> _Task requirements_:
**A)** Retype the forum discussion about writing plugins in C++ from "You are right, you" to "what to avoid.", keeping every word and mark unchanged.
**B)** Write a continuation of the forum discussion about writing plugins in C++, starting right after its final sentence.

You are right, you can never make C++ safe and taking down a DAW really shouldn't be acceptable. Sandboxing is the better design, perhaps at least in a debug mode. It's certainly easier to coerce LLVM into emitting an assembly instead, which comes with a set of interesting features as well (debugging symbols come to mind).

It is something I wanted to investigate, but perhaps I never felt it necessary as I never encountered stability problems after adopting C++. But that's surely because I invented the thing and the API, so I subconsciously know what to avoid.
DJ Warmonger wrote: Fri Feb 12, 2021 1:17 pm Great, maybe finally I'll code my own plugin :)
Careful, you might end up being sucked into a whole new world :)
Music Engineer wrote: Sat Feb 13, 2021 5:21 pm thank you so much for this great tool ... it may become a cornerstone in my workflow for experimenting with ideas for realtime dsp algorithms ... i can have access to my whole dsp library.
Yes! Very cool if you can use it in your workflow, let me know how that works out.
Music Engineer wrote: Sat Feb 13, 2021 5:21 pmam i supposed to pull the values of the parameter inside the process call ... so the parameter objects actually contain arrays with per-sample values for each block?

(Dataset rows showing where objects appear)
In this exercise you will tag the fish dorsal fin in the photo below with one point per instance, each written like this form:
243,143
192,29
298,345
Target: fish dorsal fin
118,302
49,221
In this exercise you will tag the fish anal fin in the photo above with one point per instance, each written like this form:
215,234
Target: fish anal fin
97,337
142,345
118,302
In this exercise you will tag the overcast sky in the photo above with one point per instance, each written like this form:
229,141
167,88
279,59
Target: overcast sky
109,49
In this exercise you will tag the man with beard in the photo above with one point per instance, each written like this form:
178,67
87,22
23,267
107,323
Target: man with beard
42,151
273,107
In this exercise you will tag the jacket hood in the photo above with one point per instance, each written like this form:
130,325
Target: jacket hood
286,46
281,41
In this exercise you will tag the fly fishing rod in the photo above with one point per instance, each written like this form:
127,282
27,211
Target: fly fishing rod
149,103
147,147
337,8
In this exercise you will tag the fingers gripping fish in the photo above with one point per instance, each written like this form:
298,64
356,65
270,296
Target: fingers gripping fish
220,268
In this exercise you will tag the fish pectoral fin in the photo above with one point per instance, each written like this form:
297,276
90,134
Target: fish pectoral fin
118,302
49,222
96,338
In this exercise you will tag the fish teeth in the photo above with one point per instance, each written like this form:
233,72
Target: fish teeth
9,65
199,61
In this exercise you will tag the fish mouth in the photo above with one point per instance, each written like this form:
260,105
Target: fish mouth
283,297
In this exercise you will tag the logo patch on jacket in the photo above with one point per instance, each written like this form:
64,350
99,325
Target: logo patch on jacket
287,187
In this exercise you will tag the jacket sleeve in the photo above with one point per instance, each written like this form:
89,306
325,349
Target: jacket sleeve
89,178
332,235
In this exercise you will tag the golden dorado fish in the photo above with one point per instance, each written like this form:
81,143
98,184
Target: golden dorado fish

> _Exercise results_:
**A)**
You are right, you can never make C++ safe and taking down a DAW really shouldn't be acceptable. Sandboxing is the better design, perhaps at least in a debug mode. It's certainly easier to coerce LLVM into emitting an assembly instead, which comes with a set of interesting features as well (debugging symbols come to mind).

It is something I wanted to investigate, but perhaps I never felt it necessary as I never encountered stability problems after adopting C++. But that's surely because I invented the thing and the API, so I subconsciously know what to avoid.

**B)**
Parameter objects store (previous, next, delta) values calculated by APE at the start of each processing block. If you evaluate them immediately, they will return "next" (ie. the most recent given value). If you evaluate them using the indexing operator they return previous + delta * n, so interpolating between the two given the sample offset n.
See
https://bitbucket.org/Mayae/ape/src/f00 ... h#lines-92
and
https://bitbucket.org/Mayae/ape/src/f00 ... #lines-284
Music Engineer wrote: Sat Feb 13, 2021 5:21 pm -are you handling denormals somewhere (supposedly with ftz/daz stuff*), so i don't have to worry about them in my scripts?
No, but I totally should! (also stop propagation of NaNs into the rest of the DAW). Do you think it makes more sense to have an API enabling fitzdazzing ( :) ) or is it something you want in the UI instead?
Music Engineer wrote: Sat Feb 13, 2021 5:21 pm-are you planning to add support for handling midi events?
Yes. I figure this prototyping pattern would extend really well to synths, if I provide a couple of scaffolding classes for voice instantiation / stealing etc. Before spending the energy I wanted to gauge the interest though.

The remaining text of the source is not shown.